***** RECORDS SUPPLIED

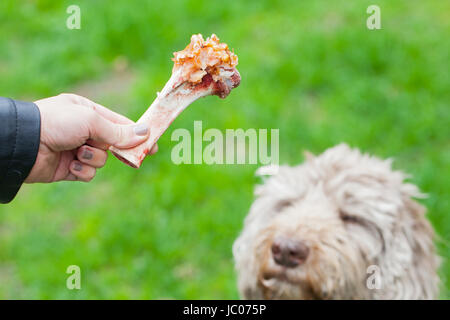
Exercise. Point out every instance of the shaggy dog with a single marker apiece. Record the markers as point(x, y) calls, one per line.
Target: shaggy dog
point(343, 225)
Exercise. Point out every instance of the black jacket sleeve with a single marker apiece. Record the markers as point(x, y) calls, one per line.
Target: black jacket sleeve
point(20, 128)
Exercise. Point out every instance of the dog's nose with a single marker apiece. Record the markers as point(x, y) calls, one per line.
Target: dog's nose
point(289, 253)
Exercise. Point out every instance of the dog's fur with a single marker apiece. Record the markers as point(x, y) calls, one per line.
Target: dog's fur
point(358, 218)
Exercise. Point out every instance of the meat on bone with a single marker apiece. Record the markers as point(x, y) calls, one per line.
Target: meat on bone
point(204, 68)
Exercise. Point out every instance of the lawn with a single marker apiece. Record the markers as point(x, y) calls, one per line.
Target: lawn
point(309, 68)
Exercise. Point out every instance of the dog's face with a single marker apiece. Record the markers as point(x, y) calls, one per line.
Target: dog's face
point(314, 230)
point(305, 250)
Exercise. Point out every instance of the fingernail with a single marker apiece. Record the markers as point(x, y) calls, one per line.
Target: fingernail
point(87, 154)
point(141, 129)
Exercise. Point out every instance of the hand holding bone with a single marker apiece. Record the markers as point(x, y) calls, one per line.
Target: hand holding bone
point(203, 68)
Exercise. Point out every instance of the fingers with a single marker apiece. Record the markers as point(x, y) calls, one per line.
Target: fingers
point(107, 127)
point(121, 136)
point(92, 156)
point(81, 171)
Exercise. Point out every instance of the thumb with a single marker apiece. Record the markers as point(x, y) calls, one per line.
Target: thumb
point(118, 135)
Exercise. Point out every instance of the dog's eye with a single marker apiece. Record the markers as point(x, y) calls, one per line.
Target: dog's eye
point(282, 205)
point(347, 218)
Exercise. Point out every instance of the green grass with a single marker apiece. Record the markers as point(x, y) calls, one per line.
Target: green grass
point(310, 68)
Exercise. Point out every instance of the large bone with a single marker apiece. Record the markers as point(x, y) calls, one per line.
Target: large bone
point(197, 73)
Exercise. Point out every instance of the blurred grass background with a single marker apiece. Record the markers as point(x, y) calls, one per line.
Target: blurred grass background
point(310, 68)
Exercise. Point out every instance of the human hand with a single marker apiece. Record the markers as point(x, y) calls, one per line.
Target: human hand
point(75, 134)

**********
***** RECORDS SUPPLIED

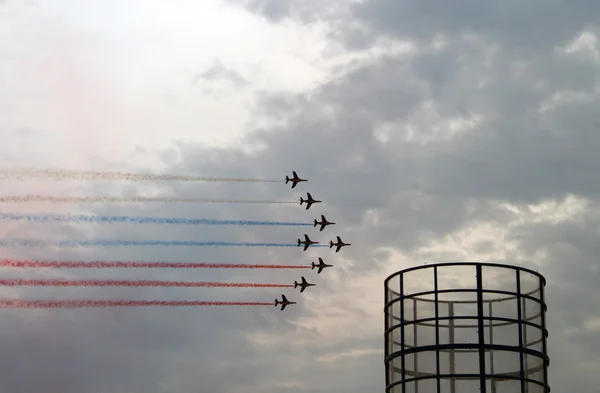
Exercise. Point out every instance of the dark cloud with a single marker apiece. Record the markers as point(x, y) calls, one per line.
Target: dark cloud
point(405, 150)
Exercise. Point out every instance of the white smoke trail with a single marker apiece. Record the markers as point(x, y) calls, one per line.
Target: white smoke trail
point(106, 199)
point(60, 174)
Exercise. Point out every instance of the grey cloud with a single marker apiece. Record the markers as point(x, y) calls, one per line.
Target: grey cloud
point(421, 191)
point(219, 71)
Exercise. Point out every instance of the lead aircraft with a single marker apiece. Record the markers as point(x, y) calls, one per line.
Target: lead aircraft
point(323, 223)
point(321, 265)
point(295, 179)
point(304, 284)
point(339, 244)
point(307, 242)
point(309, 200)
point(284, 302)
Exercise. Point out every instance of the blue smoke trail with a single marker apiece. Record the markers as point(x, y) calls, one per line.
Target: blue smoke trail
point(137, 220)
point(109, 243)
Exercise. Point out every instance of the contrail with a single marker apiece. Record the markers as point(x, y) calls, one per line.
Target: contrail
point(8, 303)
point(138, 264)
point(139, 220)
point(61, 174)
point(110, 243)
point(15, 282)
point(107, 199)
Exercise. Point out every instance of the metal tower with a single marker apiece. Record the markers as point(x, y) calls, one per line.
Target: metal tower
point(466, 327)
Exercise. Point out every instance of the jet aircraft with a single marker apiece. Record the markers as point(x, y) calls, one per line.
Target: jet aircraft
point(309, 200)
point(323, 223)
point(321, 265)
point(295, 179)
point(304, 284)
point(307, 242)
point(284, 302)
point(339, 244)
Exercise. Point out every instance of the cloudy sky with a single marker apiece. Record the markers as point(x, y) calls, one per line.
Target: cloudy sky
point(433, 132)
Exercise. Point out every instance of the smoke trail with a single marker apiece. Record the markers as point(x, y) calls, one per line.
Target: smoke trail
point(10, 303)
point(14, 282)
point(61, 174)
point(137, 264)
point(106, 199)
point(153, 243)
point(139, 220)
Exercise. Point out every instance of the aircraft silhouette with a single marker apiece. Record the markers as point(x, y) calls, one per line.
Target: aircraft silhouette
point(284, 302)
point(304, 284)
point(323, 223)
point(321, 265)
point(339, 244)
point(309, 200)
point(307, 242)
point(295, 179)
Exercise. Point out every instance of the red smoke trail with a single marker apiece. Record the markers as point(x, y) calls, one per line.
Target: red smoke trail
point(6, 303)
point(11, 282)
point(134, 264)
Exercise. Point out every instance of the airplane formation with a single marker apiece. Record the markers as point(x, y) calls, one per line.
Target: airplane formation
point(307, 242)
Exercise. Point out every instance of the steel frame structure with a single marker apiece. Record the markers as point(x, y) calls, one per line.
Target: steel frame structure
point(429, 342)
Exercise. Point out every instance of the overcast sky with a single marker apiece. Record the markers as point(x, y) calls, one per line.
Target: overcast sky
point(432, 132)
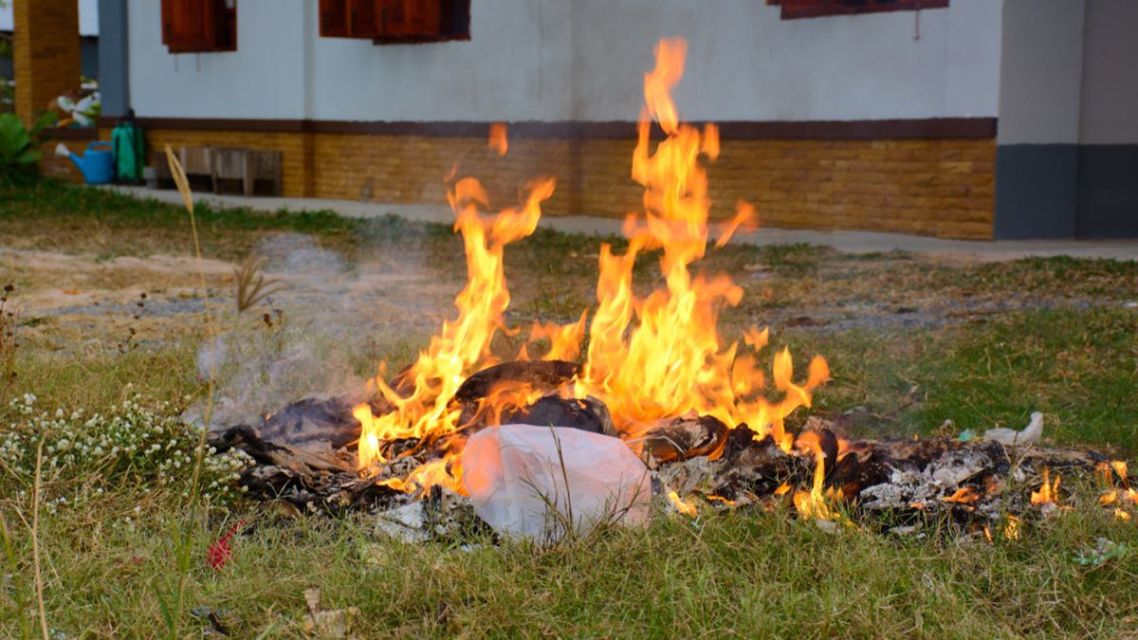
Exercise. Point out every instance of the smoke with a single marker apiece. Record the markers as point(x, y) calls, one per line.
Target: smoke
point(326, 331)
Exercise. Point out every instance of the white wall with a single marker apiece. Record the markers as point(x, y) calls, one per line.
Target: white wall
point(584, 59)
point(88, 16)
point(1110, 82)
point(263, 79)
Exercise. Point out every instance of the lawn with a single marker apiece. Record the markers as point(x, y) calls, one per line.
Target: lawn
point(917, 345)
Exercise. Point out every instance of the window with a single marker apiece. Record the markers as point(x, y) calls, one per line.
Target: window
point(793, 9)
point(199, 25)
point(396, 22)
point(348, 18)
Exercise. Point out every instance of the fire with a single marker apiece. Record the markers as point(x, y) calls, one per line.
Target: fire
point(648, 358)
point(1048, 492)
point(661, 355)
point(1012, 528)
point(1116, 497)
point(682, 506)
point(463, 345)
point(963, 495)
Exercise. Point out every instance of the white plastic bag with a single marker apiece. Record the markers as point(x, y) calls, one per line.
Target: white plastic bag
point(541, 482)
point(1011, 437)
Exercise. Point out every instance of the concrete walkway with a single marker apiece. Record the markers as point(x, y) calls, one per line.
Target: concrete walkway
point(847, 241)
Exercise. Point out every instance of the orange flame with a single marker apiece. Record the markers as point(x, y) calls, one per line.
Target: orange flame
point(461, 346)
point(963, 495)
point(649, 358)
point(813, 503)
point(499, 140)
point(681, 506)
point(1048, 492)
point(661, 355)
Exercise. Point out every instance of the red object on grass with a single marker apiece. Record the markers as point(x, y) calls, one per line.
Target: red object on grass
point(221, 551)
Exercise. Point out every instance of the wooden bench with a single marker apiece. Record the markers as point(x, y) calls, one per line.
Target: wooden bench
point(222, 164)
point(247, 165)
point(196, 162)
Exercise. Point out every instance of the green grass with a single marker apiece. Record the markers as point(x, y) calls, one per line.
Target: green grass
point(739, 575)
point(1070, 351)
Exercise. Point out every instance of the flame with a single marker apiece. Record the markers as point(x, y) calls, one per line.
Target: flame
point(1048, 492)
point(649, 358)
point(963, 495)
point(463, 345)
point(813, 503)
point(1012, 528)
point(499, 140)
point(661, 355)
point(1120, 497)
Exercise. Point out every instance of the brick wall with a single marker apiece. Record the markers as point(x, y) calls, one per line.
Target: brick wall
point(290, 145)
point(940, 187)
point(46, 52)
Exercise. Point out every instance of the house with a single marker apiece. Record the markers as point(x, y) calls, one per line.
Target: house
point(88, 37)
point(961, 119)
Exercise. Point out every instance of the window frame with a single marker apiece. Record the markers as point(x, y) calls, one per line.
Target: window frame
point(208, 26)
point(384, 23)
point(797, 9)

**********

Return only the part of the records above that opens with the line containing "Target: blue smoke trail" and closes with the line containing "Exercise. Point out every instance of the contrail", ends included.

Target: blue smoke trail
point(137, 220)
point(109, 243)
Exercise. Point out every instance of the contrail with a single marker apiece. Record the markers as point(x, y) calls, one per line.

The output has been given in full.